Required actions:
1. From the write-up on the hallucination study, write out word for word the part that opens with the words containing "So begins my" and closes with "function and behavior.".
2. Continue the write-up on the hallucination study, picking up right after its last sentence.

"Hallucinations are spooky and, fortunately, fairly rare. But, a new study suggests, the real question isn't so much why some people occasionally experience them. It's why all of us aren't hallucinating all the time."
So begins my news release about a fascinating study by bioengineer, neuroscientist and practicing psychiatrist Karl Deisseroth, MD, PhD, and his Stanford colleagues, published in Science. Deisseroth is nothing if not inventive: Among other achievements, he's pioneered a world-class technology, optogenetics, enabling researchers to stimulate particular brain cells in freely moving animals with pulses of light, and to observe the resulting effects on the animals' brain function and behavior.
In the new study, an advanced combination of optogenetics and a method of imaging the activity of individual nerve cells (neurons, in science-speak) enabled the scientists to record the activity of several thousand individual neurons simultaneously in mice's brains as the animals were shown random series of horizontal and vertical bars displayed on a screen.
From my release:
The researchers observed and recorded which neurons in the exposed visual cortex [which in both mice and humans is responsible for processing information relayed from the retina] were preferentially activated by one or the other orientation. From these results, the scientists were able to identify dispersed populations of individual neurons that were 'tuned' to either horizontal or vertical visual displays. They were then able to 'play back' these recordings in the form of holograms that produced spots of infrared light on just neurons that were responsive to horizontal, or to vertical, bars.

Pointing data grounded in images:
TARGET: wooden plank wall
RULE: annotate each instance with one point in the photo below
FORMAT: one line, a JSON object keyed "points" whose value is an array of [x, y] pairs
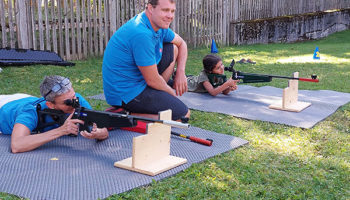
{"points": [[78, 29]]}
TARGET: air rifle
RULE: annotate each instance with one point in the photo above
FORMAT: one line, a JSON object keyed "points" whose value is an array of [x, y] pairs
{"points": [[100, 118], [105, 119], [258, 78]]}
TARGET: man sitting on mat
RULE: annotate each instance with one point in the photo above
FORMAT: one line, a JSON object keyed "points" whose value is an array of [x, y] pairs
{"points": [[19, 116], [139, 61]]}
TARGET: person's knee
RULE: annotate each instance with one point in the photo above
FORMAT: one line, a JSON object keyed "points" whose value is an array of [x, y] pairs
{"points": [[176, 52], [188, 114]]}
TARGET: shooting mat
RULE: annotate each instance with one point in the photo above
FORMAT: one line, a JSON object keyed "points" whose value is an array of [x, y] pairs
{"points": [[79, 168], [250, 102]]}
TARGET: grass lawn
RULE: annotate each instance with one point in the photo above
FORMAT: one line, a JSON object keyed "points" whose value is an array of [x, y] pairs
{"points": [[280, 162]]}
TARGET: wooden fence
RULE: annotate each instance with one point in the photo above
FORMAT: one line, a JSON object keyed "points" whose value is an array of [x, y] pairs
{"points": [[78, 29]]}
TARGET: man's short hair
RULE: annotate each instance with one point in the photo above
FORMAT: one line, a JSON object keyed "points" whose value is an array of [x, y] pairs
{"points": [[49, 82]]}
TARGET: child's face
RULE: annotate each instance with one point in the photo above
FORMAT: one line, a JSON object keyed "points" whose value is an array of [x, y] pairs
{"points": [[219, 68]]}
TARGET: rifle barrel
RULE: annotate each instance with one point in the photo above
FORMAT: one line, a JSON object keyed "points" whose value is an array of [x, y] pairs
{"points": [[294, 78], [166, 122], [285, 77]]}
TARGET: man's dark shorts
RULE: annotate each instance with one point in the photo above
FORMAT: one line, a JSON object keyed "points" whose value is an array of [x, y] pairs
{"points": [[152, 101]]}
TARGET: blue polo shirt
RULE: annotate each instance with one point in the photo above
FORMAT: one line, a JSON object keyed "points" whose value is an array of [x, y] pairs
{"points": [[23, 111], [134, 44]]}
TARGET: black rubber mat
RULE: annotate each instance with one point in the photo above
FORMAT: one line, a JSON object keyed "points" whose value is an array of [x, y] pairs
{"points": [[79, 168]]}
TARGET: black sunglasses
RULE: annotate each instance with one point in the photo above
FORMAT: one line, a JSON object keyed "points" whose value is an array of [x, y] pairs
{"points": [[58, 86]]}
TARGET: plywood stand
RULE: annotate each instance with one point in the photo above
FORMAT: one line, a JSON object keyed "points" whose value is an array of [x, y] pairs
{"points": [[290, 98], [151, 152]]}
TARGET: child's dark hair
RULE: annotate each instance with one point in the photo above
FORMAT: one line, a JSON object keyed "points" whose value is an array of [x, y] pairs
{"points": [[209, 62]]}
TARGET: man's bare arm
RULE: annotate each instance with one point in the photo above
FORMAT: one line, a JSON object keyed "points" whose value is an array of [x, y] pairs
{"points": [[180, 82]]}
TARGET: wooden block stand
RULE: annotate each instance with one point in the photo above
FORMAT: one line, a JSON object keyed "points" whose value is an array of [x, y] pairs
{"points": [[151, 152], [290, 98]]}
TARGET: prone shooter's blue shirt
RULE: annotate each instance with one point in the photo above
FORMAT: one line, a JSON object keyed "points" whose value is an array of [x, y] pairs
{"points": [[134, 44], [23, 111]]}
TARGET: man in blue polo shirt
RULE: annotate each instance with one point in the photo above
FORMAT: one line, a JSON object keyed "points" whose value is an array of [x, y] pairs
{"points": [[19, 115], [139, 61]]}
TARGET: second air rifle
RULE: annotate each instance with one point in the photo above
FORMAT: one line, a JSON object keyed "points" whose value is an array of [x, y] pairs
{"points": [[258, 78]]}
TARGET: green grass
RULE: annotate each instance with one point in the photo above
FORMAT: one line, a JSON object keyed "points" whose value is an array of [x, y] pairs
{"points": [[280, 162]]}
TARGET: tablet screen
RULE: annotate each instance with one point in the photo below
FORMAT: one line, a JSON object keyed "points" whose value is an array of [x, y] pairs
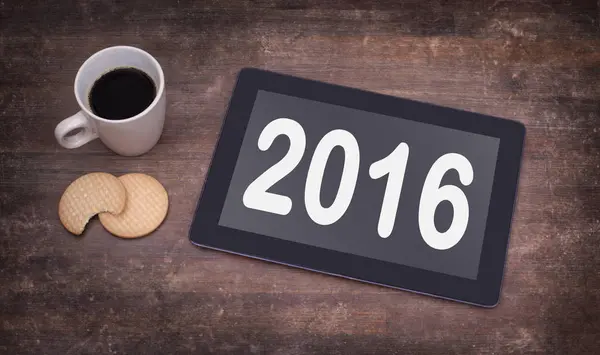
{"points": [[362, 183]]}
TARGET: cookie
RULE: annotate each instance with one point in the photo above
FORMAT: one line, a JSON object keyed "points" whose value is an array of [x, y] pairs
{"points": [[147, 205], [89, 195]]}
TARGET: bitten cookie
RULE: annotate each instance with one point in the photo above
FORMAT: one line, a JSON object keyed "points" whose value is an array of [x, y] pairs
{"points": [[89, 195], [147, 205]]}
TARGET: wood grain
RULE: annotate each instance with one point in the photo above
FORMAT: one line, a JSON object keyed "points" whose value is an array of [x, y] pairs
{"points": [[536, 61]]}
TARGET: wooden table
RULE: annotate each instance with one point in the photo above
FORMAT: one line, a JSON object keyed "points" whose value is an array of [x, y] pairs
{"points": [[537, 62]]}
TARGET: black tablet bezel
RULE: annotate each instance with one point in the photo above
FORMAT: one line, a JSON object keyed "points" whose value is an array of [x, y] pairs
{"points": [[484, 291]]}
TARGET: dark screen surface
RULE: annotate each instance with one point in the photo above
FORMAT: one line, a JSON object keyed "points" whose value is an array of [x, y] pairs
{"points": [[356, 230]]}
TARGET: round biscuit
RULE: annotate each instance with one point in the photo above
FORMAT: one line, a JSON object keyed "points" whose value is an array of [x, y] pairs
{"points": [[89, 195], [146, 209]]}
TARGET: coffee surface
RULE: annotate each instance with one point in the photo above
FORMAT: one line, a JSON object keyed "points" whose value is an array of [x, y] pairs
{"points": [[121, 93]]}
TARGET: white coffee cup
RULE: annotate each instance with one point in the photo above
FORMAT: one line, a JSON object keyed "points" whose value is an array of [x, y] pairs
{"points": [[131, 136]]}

Expected responses:
1.
So begins my news release about a fascinating study by bioengineer, neuroscientist and practicing psychiatrist Karl Deisseroth, MD, PhD, and his Stanford colleagues, published in Science. Deisseroth is nothing if not inventive: Among other achievements, he's pioneered a world-class technology, optogenetics, enabling researchers to stimulate particular brain cells in freely moving animals with pulses of light, and to observe the resulting effects on the animals' brain function and behavior.

2.
Now the scientists trained the mice to lick the end of a nearby tube for water whenever they saw a vertical bar -- but not when they saw a horizontal one, or when they saw neither. Once the mice got really good at discriminating between horizontal and vertical bars, the scientists were able to induce tube-licking behavior in the mice simply by playing back the "vertical" program onto the mice's visual cortex. (But the mice wouldn't lick the tube if the "horizontal" program was played instead.)
"Not only is the animal doing the same thing, but the brain is, too," Deisseroth told me when I interviewed him about the study. "So we know we're either recreating the natural perception or creating something a whole lot like it."
Optogenetically stimulating about 20 neurons (fewer in some cases) selected only for being responsive to the right orientation was enough to produce the same neuronal activity and animal behavior that actually displaying the vertical or horizontal bar did.
"A mouse brain has millions of neurons; a human brain has many billions," Deisseroth said. "If just 20 or so can create a perception, then why are we not hallucinating all the time, due to spurious random activity?"
Deisseroth said his study's findings imply that the mammalian cortex is somehow poised to be responsive to an amazingly low number of cells without causing spurious perceptions in response to noise.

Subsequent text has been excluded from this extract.